***** Выбранный отрывок
Литмир - Электронная Библиотека
Содержание  
A
A

О. Зинон. Я полагаю, что, если каждый настоятель прихода или еще кто‑нибудь будут это делать самолично, тогда это будет делом частным, обреченным на неуспех.

Вот, к примеру, приходит ко мне человек, желающий принять Святое Крещение. Я ему говорю: «Тебя крестить сразу нельзя, тебя прежде нужно научить вере. Ты ходи в храм, узнай начала веры, познакомься с богослужением, испытай себя, твердость своего намерения; можешь ли ты переменить жизнь, стать совершенно другим человеком, чем был прежде». Он вроде бы и соглашается, но потом с этим же вопросом, сознательно или случайно, обращается к другому священнику, а тот ему отвечает: «Что ты, что ты, тебе нужно немедленно креститься, не слушай его, это он что‑то выдумывает». Если же он пойдет и к другому, и к третьему, а те ему скажут то же самое, значит, ему идти больше некуда, придется покориться, принять все условия. А приступи он к таинству гораздо серьезнее, оно станет для него важнейшим событием в жизни.
**********
_Задание_. Выпишите из отрывка о подготовке к крещению все глаголы в повелительном наклонении из слов, с которыми о. Зинон обращается к человеку, желающему принять Святое Крещение.
***** Исходные данные
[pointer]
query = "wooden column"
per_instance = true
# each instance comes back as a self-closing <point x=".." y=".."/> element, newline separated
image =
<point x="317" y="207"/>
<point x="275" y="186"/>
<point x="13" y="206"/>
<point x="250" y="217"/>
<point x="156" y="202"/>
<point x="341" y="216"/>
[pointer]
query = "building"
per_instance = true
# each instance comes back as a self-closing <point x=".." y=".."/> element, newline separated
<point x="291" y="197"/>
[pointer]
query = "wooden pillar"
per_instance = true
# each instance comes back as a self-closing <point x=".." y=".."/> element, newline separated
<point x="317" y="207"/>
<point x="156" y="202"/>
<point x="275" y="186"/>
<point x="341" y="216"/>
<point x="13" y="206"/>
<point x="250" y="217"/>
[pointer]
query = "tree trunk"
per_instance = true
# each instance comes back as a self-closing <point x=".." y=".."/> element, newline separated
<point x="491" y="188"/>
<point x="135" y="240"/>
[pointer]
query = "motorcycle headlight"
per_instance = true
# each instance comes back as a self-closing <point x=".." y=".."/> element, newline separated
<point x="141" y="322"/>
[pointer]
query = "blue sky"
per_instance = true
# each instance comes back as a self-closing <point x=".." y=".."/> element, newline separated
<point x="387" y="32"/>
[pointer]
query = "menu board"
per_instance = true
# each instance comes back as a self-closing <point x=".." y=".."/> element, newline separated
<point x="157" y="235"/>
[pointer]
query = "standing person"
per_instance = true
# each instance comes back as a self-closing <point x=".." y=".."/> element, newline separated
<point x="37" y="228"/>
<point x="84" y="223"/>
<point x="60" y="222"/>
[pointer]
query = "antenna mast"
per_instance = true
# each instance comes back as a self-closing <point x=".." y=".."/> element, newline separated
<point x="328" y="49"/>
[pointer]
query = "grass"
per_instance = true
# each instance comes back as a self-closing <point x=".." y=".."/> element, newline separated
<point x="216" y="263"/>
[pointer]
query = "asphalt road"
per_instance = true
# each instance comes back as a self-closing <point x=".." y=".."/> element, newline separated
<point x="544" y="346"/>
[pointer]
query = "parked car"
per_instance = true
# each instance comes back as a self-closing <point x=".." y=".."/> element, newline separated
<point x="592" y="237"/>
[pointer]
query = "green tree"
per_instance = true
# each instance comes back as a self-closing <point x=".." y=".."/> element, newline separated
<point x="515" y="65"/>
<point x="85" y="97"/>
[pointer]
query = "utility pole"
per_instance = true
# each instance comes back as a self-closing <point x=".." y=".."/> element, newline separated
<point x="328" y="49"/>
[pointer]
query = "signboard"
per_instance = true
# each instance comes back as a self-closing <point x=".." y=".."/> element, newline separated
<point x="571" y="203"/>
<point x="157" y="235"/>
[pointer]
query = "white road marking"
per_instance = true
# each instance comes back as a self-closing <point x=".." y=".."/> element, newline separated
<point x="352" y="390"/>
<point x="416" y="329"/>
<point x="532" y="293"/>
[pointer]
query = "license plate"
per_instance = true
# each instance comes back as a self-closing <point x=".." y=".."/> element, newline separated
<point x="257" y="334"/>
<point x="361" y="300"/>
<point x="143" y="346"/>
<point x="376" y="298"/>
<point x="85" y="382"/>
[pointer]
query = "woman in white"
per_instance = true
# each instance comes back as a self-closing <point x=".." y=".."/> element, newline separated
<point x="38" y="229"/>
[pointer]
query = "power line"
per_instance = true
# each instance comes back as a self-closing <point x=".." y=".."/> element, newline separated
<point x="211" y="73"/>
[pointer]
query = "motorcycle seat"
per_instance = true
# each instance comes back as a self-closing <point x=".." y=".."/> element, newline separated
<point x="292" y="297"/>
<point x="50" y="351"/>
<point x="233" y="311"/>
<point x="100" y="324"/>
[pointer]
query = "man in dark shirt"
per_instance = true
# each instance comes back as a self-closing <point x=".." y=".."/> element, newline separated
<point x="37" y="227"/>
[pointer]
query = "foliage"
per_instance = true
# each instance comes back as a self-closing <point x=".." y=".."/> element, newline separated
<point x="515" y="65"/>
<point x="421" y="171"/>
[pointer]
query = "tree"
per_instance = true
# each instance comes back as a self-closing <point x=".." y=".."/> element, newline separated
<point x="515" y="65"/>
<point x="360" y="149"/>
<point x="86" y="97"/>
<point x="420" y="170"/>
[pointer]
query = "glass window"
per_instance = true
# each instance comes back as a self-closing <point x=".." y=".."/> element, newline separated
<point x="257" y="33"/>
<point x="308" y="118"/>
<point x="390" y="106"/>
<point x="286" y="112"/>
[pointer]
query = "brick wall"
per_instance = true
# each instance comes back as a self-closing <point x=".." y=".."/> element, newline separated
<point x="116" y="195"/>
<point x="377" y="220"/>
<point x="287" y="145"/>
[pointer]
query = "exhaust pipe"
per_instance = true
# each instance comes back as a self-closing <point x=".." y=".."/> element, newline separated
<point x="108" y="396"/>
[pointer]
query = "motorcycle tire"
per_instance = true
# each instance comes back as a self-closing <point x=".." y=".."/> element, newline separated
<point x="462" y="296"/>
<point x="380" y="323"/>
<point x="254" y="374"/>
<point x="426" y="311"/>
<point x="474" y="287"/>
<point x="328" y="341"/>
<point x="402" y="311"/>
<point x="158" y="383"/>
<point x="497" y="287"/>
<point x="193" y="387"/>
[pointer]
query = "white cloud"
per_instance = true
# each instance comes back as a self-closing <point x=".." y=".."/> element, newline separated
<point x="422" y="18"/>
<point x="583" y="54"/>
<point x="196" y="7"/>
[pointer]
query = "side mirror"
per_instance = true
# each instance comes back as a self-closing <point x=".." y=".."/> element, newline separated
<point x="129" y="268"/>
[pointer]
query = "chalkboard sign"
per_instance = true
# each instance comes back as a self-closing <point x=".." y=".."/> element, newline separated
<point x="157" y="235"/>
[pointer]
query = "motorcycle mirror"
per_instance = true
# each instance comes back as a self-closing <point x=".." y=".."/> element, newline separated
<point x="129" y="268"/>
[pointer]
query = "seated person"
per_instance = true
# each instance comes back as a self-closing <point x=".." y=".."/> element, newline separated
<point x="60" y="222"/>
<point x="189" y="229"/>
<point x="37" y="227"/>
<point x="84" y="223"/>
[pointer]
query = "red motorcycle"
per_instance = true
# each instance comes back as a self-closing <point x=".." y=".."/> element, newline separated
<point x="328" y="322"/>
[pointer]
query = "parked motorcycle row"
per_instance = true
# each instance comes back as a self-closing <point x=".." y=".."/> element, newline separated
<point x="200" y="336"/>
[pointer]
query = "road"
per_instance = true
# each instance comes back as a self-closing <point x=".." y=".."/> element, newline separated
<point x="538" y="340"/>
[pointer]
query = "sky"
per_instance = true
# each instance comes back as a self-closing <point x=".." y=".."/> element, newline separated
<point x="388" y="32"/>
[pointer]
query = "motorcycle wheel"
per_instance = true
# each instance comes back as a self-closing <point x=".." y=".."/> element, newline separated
**********
_Письменный ответ_. О. Зинон употребляет четыре таких глагола: «ходи», «узнай», «познакомься» и «испытай».